## Short exercise
Please reproduce every line of the records from the start through the line with "x=258, y=130", multiplying the x and y coordinates of each answer point by 1.2 and rounding to whole numbers, with halves rounded up. Leave the sample coordinates in the "Write each point like" lines as they are.

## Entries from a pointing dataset

(begin)

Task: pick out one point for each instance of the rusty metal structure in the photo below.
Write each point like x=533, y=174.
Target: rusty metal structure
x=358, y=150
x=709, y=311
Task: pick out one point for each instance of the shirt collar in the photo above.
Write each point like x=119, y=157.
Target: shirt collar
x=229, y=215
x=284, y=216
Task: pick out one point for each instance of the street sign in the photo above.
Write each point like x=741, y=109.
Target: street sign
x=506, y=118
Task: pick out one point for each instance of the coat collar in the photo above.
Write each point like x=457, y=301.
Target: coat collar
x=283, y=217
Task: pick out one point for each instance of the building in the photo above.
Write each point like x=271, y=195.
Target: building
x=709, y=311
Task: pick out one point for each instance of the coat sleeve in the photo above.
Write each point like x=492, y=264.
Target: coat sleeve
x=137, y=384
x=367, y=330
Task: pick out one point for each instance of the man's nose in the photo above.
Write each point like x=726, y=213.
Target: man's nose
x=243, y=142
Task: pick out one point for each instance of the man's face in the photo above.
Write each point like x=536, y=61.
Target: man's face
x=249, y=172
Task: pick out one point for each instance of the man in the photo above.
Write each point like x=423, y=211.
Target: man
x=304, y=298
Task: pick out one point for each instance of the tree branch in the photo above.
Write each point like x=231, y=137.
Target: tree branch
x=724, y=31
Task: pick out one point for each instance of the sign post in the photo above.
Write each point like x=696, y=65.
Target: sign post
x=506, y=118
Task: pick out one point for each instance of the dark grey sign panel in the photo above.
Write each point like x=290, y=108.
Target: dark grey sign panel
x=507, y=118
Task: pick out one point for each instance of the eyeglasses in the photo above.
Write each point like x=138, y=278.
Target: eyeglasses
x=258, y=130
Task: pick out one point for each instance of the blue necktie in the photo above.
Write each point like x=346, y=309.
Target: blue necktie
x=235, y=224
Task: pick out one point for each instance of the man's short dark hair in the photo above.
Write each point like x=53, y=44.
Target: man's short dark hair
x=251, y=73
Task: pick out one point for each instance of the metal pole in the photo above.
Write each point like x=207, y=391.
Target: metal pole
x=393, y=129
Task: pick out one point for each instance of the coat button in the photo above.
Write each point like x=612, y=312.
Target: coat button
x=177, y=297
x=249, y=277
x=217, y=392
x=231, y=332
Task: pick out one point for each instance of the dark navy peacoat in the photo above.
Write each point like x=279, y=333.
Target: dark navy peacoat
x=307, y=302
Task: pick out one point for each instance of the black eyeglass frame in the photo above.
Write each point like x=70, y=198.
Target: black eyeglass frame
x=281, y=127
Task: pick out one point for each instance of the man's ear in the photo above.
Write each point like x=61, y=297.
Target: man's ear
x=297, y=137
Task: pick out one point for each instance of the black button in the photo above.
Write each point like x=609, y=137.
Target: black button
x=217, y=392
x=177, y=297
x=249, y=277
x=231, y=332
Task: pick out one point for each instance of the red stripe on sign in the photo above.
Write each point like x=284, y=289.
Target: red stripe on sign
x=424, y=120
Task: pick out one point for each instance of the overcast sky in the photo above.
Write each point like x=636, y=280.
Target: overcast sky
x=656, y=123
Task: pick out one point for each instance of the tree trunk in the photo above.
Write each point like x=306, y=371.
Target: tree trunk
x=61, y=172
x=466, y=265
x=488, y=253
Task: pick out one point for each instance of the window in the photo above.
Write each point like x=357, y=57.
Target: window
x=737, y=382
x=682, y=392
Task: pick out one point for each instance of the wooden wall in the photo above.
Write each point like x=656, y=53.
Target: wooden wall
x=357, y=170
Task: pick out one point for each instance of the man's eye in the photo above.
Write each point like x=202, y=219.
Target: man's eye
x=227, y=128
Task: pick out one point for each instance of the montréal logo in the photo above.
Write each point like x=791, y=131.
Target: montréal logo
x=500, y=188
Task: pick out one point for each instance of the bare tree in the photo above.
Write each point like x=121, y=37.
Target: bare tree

(end)

## Expected output
Task: pick out one point for each instance of the rusty metal structure in the photo below.
Write each point like x=533, y=174.
Target: rusty metal structure
x=430, y=180
x=851, y=373
Task: pick out one point for each instance of the shirt collar in the photo above.
Write each point like x=119, y=157.
Target: shirt collar
x=275, y=258
x=341, y=259
Task: pick out one point for each instance of the street sign in the photo above.
Write each point like x=741, y=109.
Target: street sign
x=607, y=142
Task: pick out one point for each instance of the coat collar in the photo above.
Write each point like x=457, y=301.
Target: coat collar
x=340, y=260
Task: pick out one point for each instance of the building in the photo above.
Write each point like x=271, y=195.
Target: building
x=851, y=373
Task: pick out one point for each instance of the coat sleeve in the photo above.
Write each point like x=492, y=264.
Target: coat sleeve
x=164, y=461
x=440, y=396
Task: pick out one point for each instance of the man's nose in the photo above.
Write each point like x=726, y=213.
Target: man's nose
x=292, y=170
Task: pick out one point for each instance of the man's face in the photo above.
Write each point like x=536, y=61.
Target: man's face
x=299, y=206
Task: pick out one point for each instance of the man in the photo above.
Write each point like x=423, y=211.
Target: man
x=365, y=358
Task: pick out one point for each instance of the tree branch in the photo above.
Write each point like x=231, y=137.
Target: tree branch
x=869, y=37
Task: pick out one point for each instance of the sign post in the photo above.
Write each point like x=696, y=65.
Target: sign post
x=607, y=142
Task: pick out one point for each instance of the dark grey sign panel in the photo above.
Write each point like x=290, y=108.
Target: dark grey sign panel
x=608, y=142
Task: pick out one point for each instance of the eyeglasses in the photo above.
Write each point like x=138, y=278.
Target: eyeglasses
x=310, y=156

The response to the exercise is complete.